(Referring expression pointing data)
• • • •

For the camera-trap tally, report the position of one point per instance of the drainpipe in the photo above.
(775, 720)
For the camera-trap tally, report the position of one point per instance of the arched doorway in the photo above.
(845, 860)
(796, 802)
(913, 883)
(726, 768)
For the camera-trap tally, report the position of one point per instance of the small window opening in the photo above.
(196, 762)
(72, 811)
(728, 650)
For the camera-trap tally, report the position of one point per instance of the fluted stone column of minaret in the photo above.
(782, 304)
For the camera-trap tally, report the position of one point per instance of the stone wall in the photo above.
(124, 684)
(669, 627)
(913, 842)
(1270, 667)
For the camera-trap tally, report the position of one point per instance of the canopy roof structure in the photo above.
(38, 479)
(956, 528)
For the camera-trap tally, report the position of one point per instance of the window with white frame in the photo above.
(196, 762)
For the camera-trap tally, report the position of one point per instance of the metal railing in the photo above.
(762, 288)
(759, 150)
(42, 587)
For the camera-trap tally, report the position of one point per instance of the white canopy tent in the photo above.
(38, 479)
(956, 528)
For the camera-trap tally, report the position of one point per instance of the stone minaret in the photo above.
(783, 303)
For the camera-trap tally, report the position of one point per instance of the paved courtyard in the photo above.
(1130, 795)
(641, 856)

• • • •

> Task requirements:
An exact written copy of every entry is the required answer.

> Response for this exercise:
For the camera-trap tally, report the position of one point per instance of the drainpipe in the photo above.
(775, 720)
For the camera-trap tally, report the position of one point per instance of the arched doorway in the photo above.
(845, 860)
(796, 802)
(913, 883)
(726, 768)
For the camera-trap tally, report the position of one point per instance of the small window opening in the photo above.
(196, 762)
(72, 811)
(728, 650)
For the camera-trap tally, report the position of one point per instance of the fluted stone column of minaret in the photo above.
(782, 304)
For the camera-trap tally, report the position of one point per instance of the stone wall in the photo above.
(124, 684)
(669, 627)
(913, 842)
(1270, 667)
For the camera-trap tally, report the position of one point per instance of the canopy roof structure in the photo above.
(38, 479)
(956, 528)
For the camera-trap tally, report the position of one point per instance of the window with white frame in the photo above.
(196, 762)
For the camera-trap tally, report the position of one point per instance of the metal railing in the photo above.
(762, 288)
(759, 150)
(42, 587)
For the camera-trap tally, report the position of one point per instance of the white canopy tent in the photo above.
(38, 479)
(956, 528)
For the camera-trap tally, report the position of one point per instance of the stone minaret in the photo above.
(783, 303)
For the camera-trap tally, report the position of one point per instance of the paved courtyard in the photo above.
(1130, 795)
(641, 856)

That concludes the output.